## Work to complete
a. Copy the part of the teething text that starts with "If you notice" and goes on through "as much pain.", keeping every word and punctuation mark the same.
b. In the teething text, what should be used to protect a baby's skin if a rash develops?
c. Take the teething text further, continuing from its final sentence.

(Exercise passage)

While some babies have been known to sprout teeth early (with the very rare baby born with a tooth or two), most won’t cut that first tooth until the six- or seven-month mark sometimes much later. While some seem to have no discomfort whatsoever, many will show teething symptoms for months before you see a white protrusion, such as:
Can you turn off that tap? Here is where all of those cute (and formerly useless) bibs you’ve been stockpiling come in handy. Related symptoms are a chin rash and little cough from the extra saliva. Gently pat your baby’s face dry as often as you can, but if a rash develops, protect her skin with a dab of petroleum jelly.
If you notice your little one biting her hand or various objects (like anything in reaching distance, perhaps), it could be from gum irritation.
Before a tooth cuts through, you might notice swelling of the gums that can cause irritability, fussiness and refusal to eat. The good thing is that subsequent teeth (minus the molars) won’t cause as much pain.

(End Exercise passage)
(Material provided)

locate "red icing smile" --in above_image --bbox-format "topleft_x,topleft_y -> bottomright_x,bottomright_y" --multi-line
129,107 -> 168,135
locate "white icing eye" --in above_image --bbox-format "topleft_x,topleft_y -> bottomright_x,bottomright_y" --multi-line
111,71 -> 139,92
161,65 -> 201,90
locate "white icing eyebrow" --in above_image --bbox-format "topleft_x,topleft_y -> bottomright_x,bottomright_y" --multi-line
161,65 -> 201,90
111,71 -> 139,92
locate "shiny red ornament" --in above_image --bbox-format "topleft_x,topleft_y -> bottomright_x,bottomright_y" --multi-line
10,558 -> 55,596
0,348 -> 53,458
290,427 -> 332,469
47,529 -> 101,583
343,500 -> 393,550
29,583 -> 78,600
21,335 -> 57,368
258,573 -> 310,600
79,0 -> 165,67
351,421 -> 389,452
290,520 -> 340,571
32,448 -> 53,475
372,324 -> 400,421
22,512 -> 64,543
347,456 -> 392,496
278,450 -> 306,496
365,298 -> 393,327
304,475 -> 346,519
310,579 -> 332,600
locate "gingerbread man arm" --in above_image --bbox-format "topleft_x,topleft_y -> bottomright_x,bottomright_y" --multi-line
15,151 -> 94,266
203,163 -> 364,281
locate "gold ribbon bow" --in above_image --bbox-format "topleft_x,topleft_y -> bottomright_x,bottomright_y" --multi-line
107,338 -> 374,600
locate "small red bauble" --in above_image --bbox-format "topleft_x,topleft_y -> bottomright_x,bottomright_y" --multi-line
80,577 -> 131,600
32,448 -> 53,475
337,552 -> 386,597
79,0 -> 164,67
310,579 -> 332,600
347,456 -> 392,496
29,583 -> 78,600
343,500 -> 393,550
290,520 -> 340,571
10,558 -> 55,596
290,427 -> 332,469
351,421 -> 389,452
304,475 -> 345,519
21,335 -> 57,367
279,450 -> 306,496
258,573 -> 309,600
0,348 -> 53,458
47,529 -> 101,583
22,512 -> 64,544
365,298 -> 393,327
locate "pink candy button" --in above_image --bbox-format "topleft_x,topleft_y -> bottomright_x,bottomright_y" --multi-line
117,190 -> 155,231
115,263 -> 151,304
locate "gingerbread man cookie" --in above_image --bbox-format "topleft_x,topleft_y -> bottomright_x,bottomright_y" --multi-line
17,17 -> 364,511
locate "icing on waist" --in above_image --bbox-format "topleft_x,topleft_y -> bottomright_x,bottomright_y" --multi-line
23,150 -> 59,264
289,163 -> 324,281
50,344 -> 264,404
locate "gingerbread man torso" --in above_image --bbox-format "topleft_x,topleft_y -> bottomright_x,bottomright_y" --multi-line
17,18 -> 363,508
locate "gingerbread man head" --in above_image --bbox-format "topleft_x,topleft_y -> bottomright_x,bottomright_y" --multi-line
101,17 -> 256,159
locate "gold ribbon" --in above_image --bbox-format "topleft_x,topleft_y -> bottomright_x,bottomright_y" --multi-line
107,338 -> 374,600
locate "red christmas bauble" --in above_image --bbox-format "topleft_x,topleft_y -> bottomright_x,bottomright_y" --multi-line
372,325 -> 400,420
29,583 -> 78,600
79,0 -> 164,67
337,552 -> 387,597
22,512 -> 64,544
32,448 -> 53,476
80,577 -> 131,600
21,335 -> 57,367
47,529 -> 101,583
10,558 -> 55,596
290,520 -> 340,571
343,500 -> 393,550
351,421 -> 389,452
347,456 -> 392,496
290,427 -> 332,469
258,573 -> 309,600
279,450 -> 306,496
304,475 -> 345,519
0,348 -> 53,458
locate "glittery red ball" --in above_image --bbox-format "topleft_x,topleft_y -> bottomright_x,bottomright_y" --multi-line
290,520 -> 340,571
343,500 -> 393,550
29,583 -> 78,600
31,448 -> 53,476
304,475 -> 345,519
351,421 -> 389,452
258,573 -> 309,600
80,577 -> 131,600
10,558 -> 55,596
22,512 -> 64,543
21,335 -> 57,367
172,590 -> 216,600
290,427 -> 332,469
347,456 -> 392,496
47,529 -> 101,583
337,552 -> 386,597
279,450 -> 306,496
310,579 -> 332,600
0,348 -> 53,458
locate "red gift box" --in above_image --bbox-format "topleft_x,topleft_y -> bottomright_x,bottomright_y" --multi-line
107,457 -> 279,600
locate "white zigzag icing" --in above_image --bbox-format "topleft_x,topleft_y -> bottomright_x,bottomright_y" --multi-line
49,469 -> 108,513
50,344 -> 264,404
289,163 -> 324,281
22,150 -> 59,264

(End Material provided)

## Answers for each item
a.
If you notice your little one biting her hand or various objects (like anything in reaching distance, perhaps), it could be from gum irritation.
Before a tooth cuts through, you might notice swelling of the gums that can cause irritability, fussiness and refusal to eat. The good thing is that subsequent teeth (minus the molars) won’t cause as much pain.

b. A dab of petroleum jelly.

c.
Just as your baby starts sleeping through the night, here come those teeth to disrupt your much-anticipated rest. If you’ve started sleep training, all rules need to go out the window when teething time rolls around. Your baby needs comfort now which means you might have to start at square one when she is feeling better.
Sometimes the incoming tooth will cause what looks like a dark blister, which is really bleeding under the gums. Although it might look alarming, a haematoma will generally clear on its own (maybe causing some bleeding when the tooth pops through), but call the doctor if it lasts for over a week. In the meantime, cold compresses can help reduce pain and speed along the process.
Some controversial symptoms include:
While many parents swear that every new tooth is accompanied by a bout of diarrhoea, experts deny any medical connection between the two. Some agree that the extra saliva might cause looser stools, but true diarrhoea warrants a call to the doctor.
Most experts agree that teething doesn’t directly cause colds, but babies might be more susceptible to viruses when they put their hands (along with everything else) in their mouths so often. Not to mention that gum inflammation might compromise their immune systems.
Along the same lines, many mums swear that their babies will run a low-grade fever right before a new tooth erupts. While some pediatricians acknowledge a connection between gum inflammation and a slight fever, treat it as you would under any other circumstance. Keep an eye on the fever and give the doctor a call if it persists for more than three days.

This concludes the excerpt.